Arrange every line of the records below as a Markdown table with the columns Row and Line, numbering each row and skipping blank lines. Leave out the pictures.

··· Supplied material

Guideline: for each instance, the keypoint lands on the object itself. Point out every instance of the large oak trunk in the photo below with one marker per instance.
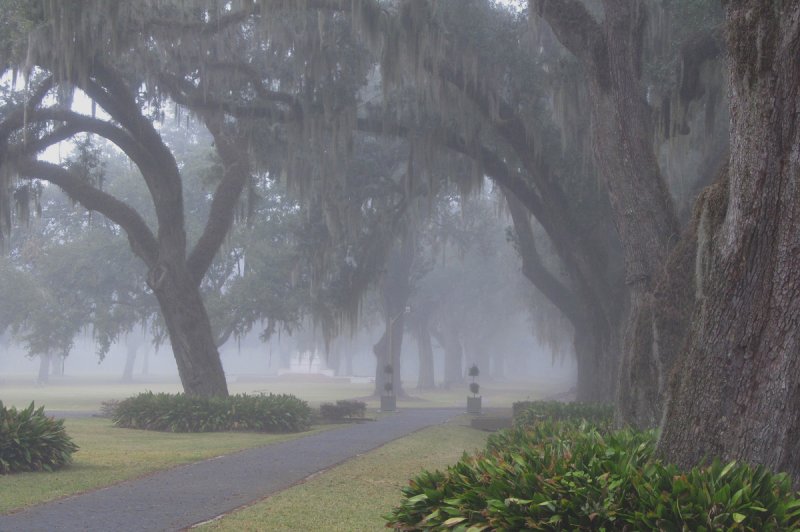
(396, 290)
(596, 352)
(735, 392)
(426, 379)
(190, 334)
(622, 132)
(643, 213)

······

## Result of this task
| Row | Line |
|---|---|
| 1 | Guideline: for each instance, the keypoint lands on the object itself. Point out every instance of the large oak trunk in the photo below with one marker per instance. |
| 2 | (396, 290) |
| 3 | (596, 352) |
| 4 | (735, 392) |
| 5 | (426, 379) |
| 6 | (190, 334) |
| 7 | (622, 132) |
| 8 | (643, 213) |